◆ TASK ◆
Print the rows below exactly as they appear, starting with the line that contains "Phrase: white beard" and going on through the line that contains "(1001, 323)", and nothing more.

_ _ _ _

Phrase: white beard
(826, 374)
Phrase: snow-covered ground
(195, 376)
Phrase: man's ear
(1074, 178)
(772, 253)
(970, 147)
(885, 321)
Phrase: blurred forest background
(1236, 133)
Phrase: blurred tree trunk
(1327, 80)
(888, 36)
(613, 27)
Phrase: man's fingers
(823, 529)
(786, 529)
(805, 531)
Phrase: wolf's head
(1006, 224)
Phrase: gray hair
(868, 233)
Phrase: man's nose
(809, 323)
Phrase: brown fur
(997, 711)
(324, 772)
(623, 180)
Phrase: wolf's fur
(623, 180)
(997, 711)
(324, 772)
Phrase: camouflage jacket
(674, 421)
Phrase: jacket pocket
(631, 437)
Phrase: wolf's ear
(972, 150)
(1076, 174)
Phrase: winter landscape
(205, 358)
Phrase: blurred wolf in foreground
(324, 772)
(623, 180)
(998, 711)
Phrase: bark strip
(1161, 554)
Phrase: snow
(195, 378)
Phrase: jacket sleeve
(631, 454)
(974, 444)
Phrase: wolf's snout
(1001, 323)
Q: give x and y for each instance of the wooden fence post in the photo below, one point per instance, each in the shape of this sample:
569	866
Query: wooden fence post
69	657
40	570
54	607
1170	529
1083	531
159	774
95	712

_ _ _ _

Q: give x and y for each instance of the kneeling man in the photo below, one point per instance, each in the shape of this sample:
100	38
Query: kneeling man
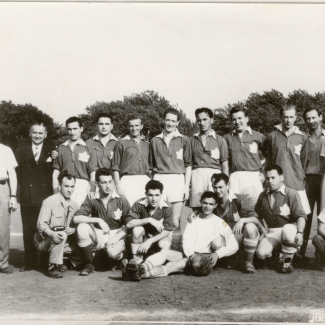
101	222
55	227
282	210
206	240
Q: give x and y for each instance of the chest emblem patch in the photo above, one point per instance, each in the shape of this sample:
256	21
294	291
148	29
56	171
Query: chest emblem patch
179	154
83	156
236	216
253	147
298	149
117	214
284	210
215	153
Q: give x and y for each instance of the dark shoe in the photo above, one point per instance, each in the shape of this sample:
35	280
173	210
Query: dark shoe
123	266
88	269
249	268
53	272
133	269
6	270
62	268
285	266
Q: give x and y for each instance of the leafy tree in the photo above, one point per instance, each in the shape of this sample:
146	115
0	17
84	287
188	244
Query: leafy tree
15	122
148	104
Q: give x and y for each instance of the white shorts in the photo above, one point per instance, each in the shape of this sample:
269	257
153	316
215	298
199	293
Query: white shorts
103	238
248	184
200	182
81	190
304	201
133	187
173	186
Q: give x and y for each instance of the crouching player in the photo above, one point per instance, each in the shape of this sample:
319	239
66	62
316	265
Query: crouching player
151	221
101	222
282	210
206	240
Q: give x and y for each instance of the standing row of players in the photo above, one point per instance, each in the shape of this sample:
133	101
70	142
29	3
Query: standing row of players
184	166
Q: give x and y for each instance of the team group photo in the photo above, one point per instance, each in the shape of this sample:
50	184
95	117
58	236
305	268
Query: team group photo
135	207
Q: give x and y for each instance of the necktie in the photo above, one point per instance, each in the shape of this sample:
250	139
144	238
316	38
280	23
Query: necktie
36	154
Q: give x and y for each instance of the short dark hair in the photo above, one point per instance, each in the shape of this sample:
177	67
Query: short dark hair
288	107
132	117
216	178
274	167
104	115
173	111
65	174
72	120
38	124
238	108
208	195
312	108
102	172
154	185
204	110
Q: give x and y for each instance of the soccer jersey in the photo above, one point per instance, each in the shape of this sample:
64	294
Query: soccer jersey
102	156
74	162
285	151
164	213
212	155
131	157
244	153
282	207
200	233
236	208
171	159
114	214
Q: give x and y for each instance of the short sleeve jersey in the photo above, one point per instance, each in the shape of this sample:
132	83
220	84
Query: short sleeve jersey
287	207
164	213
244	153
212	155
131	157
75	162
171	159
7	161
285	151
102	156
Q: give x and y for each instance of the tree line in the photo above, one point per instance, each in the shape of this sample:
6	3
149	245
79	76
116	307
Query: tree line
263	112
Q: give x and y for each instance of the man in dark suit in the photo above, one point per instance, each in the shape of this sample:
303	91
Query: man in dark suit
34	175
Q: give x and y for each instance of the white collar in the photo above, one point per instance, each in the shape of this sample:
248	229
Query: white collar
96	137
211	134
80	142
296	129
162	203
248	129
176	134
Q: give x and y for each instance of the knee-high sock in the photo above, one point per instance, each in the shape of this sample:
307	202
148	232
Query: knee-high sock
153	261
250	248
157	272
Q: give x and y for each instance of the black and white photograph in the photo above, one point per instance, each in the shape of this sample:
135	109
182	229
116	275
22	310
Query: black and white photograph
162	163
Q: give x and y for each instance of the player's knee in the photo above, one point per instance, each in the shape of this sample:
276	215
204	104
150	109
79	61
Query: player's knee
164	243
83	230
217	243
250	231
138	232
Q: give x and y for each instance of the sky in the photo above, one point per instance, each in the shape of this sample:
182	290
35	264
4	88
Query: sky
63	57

_ _ _ _

◆ EXERCISE ANSWER ◆
Phrase: white beard
(826, 374)
Phrase: snow-covered ground
(195, 376)
Phrase: man's ear
(1074, 178)
(772, 253)
(970, 147)
(885, 321)
Phrase: blurred forest background
(1236, 133)
Phrase: blurred tree trunk
(1327, 80)
(888, 36)
(613, 27)
Phrase: man's fingers
(823, 529)
(786, 529)
(805, 531)
Phrase: wolf's head
(1006, 224)
Phrase: gray hair
(868, 233)
Phrase: man's nose
(809, 323)
Phrase: brown fur
(997, 711)
(324, 772)
(623, 180)
Phrase: wolf's fur
(623, 180)
(997, 711)
(324, 772)
Phrase: camouflage jacket
(674, 421)
Phrase: jacket pocket
(631, 437)
Phrase: wolf's ear
(972, 150)
(1076, 174)
Phrase: winter landscape
(205, 358)
Phrase: blurred wolf in foreground
(324, 772)
(623, 180)
(998, 711)
Phrase: bark strip
(1161, 554)
Phrase: snow
(195, 378)
Phrase: jacket sleeve
(631, 454)
(974, 444)
Phrase: wolf's snout
(1001, 323)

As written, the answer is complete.